» **Aim**: Pick out every line in the records below that contains the word "potted", and copy each of those lines. Case counts.
+++ Records supplied +++
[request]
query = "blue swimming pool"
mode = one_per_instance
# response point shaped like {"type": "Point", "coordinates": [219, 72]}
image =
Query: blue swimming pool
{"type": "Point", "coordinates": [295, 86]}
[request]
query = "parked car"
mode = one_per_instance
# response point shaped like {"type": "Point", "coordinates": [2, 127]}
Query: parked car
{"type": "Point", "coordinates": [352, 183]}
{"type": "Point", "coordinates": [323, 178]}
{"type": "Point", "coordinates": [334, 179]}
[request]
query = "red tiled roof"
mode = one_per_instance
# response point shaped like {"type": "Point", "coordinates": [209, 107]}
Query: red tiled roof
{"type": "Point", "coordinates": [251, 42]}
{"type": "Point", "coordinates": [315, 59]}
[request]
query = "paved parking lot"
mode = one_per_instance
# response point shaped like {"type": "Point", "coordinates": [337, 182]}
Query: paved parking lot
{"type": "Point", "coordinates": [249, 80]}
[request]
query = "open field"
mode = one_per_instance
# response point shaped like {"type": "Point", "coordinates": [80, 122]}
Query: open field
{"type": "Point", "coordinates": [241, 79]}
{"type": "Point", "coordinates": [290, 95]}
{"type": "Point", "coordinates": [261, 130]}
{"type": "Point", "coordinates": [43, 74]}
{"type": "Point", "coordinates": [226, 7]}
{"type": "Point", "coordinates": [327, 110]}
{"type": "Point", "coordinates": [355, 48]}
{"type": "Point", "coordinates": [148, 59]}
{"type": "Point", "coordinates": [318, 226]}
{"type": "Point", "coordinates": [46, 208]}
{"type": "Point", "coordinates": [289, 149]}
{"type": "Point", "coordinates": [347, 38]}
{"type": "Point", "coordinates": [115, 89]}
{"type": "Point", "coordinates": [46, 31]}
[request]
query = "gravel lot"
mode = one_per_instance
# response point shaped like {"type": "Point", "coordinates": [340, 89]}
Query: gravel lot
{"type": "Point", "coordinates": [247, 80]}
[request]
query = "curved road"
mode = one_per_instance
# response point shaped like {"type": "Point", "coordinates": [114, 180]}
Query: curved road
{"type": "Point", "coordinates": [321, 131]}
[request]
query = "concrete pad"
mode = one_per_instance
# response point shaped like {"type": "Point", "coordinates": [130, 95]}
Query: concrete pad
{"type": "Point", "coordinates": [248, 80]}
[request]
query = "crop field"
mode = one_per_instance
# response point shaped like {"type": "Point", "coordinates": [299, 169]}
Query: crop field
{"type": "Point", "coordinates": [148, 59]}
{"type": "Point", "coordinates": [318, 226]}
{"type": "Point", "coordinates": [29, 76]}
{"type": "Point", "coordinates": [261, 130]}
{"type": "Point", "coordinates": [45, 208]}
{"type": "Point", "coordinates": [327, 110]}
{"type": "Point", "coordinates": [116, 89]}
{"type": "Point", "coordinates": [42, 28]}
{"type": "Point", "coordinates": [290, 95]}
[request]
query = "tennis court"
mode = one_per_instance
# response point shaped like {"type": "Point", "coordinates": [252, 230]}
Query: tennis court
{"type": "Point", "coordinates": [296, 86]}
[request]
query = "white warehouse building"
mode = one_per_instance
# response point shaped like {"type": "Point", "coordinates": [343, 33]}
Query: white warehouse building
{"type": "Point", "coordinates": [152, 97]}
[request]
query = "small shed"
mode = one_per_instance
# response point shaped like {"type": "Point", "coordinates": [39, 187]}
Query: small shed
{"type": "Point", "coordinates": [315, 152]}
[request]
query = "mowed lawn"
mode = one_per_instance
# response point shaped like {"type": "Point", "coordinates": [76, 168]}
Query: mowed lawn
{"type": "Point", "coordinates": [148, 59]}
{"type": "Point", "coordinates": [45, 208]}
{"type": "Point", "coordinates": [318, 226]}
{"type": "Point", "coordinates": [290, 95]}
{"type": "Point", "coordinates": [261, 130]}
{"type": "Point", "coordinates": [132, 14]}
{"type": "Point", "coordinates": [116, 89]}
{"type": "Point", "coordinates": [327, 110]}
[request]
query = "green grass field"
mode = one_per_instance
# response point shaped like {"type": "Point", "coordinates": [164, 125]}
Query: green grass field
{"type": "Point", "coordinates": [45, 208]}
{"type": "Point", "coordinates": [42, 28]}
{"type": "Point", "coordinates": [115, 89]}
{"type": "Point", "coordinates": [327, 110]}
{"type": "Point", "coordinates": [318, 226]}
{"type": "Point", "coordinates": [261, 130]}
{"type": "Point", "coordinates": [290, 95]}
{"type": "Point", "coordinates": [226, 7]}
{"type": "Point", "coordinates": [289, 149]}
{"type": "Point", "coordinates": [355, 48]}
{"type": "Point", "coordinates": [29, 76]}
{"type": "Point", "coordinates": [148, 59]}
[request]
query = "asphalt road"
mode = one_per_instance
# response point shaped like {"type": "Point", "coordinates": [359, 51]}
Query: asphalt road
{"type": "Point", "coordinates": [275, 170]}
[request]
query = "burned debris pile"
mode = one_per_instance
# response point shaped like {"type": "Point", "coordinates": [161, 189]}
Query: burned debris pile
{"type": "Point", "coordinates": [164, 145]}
+++
+++ Records supplied +++
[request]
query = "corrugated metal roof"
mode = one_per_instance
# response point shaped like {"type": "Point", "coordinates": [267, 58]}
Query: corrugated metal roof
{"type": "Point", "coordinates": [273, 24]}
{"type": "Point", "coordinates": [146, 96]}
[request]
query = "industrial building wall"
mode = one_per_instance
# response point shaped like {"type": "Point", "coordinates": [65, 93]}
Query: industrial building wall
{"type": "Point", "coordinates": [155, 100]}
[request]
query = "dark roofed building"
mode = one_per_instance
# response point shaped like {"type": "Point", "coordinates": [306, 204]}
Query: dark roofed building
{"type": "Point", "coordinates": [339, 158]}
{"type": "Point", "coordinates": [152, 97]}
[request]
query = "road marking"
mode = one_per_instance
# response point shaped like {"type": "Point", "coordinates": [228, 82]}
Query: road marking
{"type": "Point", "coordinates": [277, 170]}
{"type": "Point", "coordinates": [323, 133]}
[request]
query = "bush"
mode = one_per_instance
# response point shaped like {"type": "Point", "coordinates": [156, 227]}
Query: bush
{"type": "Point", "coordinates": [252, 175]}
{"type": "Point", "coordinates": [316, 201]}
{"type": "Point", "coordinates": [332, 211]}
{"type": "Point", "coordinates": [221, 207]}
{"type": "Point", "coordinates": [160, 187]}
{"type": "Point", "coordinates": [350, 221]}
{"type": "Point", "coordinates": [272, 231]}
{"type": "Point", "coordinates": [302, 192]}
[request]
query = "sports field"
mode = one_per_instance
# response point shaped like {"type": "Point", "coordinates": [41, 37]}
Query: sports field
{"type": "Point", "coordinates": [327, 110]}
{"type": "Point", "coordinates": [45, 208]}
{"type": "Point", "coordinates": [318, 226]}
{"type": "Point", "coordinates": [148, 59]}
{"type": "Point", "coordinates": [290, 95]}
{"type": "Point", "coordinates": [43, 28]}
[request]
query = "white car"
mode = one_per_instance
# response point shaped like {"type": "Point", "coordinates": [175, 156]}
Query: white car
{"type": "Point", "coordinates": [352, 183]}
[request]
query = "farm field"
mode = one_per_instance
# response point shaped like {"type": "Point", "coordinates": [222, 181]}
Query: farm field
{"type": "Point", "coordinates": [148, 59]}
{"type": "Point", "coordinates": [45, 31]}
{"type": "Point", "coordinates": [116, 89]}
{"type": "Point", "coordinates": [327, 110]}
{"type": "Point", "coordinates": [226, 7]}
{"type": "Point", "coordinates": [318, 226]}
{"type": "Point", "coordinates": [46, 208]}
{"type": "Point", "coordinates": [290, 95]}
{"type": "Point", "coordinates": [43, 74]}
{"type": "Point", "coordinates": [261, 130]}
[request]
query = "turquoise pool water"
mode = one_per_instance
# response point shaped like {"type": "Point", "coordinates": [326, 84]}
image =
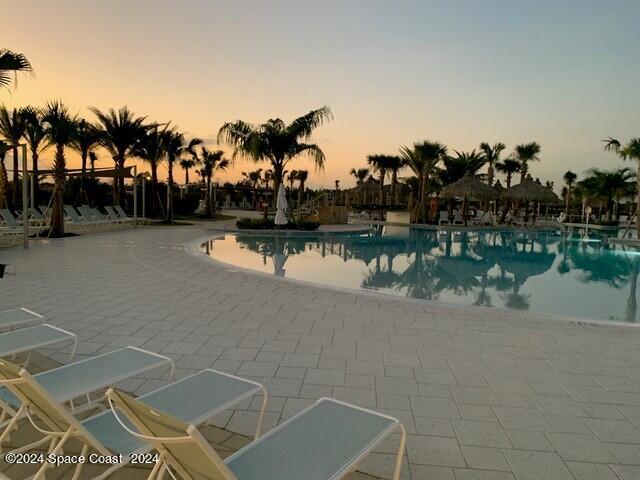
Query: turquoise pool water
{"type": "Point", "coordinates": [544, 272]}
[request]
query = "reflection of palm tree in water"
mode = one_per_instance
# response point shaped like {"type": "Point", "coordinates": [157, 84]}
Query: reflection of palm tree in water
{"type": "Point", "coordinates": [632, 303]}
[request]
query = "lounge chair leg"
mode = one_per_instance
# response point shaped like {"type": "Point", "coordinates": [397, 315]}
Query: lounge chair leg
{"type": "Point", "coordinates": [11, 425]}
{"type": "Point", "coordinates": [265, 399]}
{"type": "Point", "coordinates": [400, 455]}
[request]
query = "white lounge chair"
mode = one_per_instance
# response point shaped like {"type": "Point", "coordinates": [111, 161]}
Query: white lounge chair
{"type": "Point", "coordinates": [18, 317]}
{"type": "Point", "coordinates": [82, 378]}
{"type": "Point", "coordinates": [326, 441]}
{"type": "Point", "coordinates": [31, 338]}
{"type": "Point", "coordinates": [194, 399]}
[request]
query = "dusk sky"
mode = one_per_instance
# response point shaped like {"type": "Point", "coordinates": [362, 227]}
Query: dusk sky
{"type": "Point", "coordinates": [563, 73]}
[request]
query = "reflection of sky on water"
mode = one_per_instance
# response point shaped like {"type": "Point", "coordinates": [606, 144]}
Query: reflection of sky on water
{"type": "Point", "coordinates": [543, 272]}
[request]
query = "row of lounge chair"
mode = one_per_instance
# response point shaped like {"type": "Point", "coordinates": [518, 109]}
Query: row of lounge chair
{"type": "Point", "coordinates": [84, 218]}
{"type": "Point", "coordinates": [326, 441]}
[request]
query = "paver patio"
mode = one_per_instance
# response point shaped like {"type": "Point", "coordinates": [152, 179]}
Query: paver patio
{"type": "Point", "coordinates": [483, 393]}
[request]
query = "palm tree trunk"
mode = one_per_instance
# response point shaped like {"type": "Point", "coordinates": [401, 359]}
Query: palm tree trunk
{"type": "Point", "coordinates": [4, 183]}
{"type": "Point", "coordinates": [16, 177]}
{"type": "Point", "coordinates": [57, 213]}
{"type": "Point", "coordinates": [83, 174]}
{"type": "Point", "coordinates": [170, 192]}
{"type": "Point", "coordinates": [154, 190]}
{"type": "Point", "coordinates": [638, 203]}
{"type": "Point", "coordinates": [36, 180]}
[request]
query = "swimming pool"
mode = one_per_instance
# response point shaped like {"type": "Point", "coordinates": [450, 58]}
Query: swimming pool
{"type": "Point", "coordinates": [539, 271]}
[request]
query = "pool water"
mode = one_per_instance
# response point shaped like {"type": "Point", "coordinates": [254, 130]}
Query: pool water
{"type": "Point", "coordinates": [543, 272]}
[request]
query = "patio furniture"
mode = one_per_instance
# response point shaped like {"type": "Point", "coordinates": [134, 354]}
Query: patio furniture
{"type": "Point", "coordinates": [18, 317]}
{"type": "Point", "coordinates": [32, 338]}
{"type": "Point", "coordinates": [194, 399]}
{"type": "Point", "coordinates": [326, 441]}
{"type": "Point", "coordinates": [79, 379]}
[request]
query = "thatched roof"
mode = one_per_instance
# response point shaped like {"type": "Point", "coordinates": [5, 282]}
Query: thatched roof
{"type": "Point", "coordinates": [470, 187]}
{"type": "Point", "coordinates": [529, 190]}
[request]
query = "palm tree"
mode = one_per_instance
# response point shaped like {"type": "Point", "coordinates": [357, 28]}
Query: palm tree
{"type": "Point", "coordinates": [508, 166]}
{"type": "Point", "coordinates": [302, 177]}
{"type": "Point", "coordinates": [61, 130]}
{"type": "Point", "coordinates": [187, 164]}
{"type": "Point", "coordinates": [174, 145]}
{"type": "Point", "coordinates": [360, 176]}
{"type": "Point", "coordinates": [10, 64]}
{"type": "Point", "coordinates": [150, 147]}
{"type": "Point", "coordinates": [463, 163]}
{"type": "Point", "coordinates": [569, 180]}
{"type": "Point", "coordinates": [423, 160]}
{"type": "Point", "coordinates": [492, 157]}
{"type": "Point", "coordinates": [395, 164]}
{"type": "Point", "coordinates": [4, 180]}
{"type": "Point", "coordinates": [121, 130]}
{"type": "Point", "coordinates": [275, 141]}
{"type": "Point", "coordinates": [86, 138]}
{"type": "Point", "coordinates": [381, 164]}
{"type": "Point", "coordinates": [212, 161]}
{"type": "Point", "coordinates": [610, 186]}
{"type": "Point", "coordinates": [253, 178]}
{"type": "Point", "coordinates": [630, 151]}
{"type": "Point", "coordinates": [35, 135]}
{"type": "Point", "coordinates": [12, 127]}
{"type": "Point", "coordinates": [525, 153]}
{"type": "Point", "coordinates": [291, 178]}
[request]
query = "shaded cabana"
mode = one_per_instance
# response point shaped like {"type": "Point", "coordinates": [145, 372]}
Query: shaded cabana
+++
+++ Records supplied +++
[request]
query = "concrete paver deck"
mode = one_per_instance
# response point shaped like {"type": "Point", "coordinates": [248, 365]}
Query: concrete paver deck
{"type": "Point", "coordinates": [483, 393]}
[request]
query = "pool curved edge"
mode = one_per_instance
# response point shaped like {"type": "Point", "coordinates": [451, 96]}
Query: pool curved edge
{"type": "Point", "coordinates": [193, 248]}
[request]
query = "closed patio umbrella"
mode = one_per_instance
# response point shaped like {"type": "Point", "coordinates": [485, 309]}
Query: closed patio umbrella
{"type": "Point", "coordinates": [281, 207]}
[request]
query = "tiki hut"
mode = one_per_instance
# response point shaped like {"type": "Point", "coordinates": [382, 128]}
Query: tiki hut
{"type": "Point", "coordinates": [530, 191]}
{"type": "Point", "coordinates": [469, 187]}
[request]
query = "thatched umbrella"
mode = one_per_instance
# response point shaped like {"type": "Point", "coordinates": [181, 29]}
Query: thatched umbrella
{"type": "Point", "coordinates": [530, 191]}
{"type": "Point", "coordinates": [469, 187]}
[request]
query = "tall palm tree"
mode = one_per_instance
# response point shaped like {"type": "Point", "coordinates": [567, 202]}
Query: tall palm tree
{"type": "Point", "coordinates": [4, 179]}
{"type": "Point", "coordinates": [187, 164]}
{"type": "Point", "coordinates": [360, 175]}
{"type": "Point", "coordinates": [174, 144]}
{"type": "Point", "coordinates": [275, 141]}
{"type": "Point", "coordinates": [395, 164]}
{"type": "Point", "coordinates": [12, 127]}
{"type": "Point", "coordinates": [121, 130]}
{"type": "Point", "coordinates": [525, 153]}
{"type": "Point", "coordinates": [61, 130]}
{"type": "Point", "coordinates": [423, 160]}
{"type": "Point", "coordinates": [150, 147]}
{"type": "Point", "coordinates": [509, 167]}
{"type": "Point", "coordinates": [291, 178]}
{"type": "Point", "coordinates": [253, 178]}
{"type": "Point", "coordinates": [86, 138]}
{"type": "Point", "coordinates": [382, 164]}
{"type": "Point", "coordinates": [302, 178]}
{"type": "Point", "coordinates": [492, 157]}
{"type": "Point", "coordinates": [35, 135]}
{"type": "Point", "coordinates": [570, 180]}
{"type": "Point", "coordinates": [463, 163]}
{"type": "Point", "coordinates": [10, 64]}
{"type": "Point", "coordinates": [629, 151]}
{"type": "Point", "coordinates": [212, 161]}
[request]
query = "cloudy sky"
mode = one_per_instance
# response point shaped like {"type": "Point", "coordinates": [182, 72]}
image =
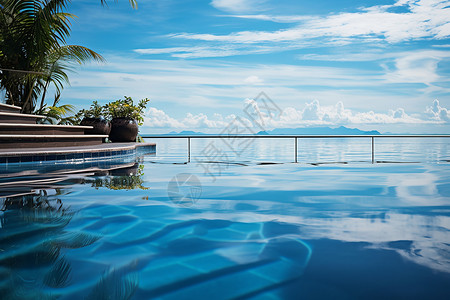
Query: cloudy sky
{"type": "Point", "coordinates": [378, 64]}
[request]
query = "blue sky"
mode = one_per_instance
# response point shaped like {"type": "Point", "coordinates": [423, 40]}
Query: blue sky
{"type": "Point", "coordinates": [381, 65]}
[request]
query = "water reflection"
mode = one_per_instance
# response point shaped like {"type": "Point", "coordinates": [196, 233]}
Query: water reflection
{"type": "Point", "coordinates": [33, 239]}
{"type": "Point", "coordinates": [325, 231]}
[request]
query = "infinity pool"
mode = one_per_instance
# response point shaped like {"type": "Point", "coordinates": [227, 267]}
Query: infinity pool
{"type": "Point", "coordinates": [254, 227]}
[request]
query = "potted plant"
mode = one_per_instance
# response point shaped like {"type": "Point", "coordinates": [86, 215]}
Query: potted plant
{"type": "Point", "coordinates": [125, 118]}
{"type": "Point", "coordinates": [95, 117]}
+++
» **Complete response**:
query = "potted plant"
Query: potted plant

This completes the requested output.